Put the lines of the material below into a numbered list with blank lines left out, starting at the line that contains "query (the phrase naming what to segment): man's" and ending at the line that contains "Return the outline of every instance of the man's", both included. List only those lines.

++++++++++++++++++++

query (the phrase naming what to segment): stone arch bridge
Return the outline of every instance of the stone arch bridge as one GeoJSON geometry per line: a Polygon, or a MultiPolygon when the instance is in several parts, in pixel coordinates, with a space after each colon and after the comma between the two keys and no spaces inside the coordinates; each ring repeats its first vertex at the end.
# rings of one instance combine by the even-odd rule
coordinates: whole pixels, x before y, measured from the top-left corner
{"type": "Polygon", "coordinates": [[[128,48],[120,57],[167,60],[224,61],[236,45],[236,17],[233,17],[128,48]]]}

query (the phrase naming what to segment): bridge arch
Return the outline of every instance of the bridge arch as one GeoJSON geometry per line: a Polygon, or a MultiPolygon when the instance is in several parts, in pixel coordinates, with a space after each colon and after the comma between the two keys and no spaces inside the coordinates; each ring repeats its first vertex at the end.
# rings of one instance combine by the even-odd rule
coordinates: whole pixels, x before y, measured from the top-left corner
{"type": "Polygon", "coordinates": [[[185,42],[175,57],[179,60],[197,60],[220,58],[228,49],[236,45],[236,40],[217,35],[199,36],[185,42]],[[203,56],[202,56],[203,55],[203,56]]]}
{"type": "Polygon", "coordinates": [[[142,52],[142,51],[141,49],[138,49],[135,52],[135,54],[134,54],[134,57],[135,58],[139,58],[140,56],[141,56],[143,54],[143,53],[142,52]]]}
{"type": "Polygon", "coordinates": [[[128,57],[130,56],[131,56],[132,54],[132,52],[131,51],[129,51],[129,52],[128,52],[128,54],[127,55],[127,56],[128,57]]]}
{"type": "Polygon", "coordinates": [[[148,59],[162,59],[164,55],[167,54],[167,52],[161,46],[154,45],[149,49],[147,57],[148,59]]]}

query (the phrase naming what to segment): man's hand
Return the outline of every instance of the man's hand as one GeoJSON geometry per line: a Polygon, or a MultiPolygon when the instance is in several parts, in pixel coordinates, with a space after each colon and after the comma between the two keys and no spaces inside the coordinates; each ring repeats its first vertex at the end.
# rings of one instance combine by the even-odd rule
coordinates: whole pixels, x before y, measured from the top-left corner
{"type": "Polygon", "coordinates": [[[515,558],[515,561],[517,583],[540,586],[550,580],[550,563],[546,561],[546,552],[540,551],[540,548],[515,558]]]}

++++++++++++++++++++

**Output for this task**
1. query (the phrase naming what to segment): man's hand
2. Return the outline of every instance of the man's hand as one GeoJSON geometry per line: a Polygon, or a MultiPolygon when the instance is in several parts, in pixel coordinates, with a space after each colon and after the comma between the two keys and no spaces inside the coordinates; each ring repeats its first vertex at the end.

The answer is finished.